EXTRAIT DU TEXTE
A chacune de ces questions correspond une vision générale du rapport qui existe entre la souveraineté divine et la responsabilité humaine. La grâce est-elle souveraine dans les actions de Dieu ou bien l’homme, dans son état présent, peut-il refuser de façon ultime cette grâce? Cela implique aussi la question de la chute de l’homme. Une discussion sur la localisation de la décision de la rédemption soulève la question du rapport qui existe entre l’anthropologie biblique et la sotériologie, étant donné le caractère de Dieu.

Le point en litige n’est pas la réalisation du salut accompli en Christ que nous nous approprions, mais la nature du plan divin qui précède cet accomplissement. Le choix à faire est entre ce que B.B. Warfield2 appelle le naturalisme, qui propose que Dieu a, plus ou moins, laissé l’homme libre d’être l’auteur de son salut à l’exemple de Christ3, et le supranaturalisme, qui atteste que Dieu intervient d’une façon ou d’une autre pour sauver l’homme. Dans le naturalisme, Dieu n’est pas nié, mais l’idée prévaut qu’au fond l’homme accomplit son salut par des moyens naturels; la décision lui appartient, car Dieu l’a laissé libre de la prendre. Dans le supranaturalisme, Dieu intervient et décide de tirer l’homme de sa perdition.

I. Le problème est-il bien posé?

La difficulté est la même pour les différentes positions: celle du lien entre le salut révélé et le salut planifié. Pour toutes les approches, ce qui est révélé est historique, conditionné par le temps, tandis que ce qui concerne le conseil éternel de Dieu est planifié de façon inconditionnelle, même s’il y a des références temporelles. Pouvons-nous donc percevoir un ordre (un avant et un après) dans le conseil de Dieu à partir des données de l’histoire? Non, pas vraiment, et c’est en cela que toutes les interprétations sont insuffisantes. Cependant, la question n’est pas totalement inutile, car les facteurs de l’histoire ont un caractère contraignant qui dévoile le plan divin. Nous ne voyons pas le plan de Dieu en lui-même, mais nous ne pouvons pas dire que l’histoire est autre que ce que Dieu a voulu. Les faits nous obligent à réfléchir sur notre rapport avec Dieu. La meilleure interprétation est celle qui conserve le mystère divin et qui refuse de «rationaliser» Dieu.

LIGNES EXTRAITES
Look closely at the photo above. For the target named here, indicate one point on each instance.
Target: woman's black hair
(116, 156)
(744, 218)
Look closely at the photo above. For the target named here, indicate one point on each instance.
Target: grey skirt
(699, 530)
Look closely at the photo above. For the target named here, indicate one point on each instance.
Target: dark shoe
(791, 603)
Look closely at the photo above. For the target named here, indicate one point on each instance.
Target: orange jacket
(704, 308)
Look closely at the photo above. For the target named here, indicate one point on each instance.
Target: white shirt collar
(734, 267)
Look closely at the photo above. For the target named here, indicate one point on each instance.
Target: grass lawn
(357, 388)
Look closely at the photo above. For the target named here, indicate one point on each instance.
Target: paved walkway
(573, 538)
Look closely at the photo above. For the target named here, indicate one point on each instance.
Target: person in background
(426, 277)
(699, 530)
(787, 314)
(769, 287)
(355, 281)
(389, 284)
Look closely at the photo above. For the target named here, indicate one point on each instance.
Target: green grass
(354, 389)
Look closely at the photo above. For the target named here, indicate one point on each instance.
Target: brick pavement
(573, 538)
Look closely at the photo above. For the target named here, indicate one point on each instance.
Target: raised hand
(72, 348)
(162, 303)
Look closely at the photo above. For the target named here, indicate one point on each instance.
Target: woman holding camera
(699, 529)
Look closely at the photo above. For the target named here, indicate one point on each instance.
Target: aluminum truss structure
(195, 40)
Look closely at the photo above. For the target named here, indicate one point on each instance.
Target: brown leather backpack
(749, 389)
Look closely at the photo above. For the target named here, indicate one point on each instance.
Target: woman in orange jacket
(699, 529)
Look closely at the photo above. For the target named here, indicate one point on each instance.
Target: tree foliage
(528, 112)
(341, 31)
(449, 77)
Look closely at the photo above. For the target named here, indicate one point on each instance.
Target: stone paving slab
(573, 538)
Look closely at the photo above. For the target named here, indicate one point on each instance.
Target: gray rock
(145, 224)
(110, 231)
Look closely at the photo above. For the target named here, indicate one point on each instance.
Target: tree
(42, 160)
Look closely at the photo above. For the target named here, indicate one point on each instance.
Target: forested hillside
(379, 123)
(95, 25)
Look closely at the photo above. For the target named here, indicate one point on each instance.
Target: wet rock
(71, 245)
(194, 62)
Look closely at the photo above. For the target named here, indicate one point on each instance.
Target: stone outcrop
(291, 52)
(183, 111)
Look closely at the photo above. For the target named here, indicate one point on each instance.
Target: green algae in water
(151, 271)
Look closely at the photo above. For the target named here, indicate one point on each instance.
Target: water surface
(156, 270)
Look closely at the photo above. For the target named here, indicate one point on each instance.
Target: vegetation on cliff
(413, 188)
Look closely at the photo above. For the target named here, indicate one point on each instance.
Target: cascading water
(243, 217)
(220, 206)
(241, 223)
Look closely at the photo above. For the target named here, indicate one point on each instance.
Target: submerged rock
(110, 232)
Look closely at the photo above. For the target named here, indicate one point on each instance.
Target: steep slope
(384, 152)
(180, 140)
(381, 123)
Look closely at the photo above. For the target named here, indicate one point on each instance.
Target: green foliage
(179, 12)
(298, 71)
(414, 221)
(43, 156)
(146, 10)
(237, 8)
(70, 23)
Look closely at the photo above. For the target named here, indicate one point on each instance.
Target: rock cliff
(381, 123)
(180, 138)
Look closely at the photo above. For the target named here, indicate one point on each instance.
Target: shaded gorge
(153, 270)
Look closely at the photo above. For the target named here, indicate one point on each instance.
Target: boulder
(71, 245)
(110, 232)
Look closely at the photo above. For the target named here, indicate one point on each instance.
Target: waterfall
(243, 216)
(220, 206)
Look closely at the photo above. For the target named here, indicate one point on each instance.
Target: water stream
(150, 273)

CONSIGNE
Recopiez le passage de l'extrait sur le plan divin du salut qui commence aux mots « Le point en » et s'arrête après « est-il bien posé? ».

RÉPONSE ATTENDUE
Le point en litige n’est pas la réalisation du salut accompli en Christ que nous nous approprions, mais la nature du plan divin qui précède cet accomplissement. Le choix à faire est entre ce que B.B. Warfield2 appelle le naturalisme, qui propose que Dieu a, plus ou moins, laissé l’homme libre d’être l’auteur de son salut à l’exemple de Christ3, et le supranaturalisme, qui atteste que Dieu intervient d’une façon ou d’une autre pour sauver l’homme. Dans le naturalisme, Dieu n’est pas nié, mais l’idée prévaut qu’au fond l’homme accomplit son salut par des moyens naturels; la décision lui appartient, car Dieu l’a laissé libre de la prendre. Dans le supranaturalisme, Dieu intervient et décide de tirer l’homme de sa perdition.

I. Le problème est-il bien posé?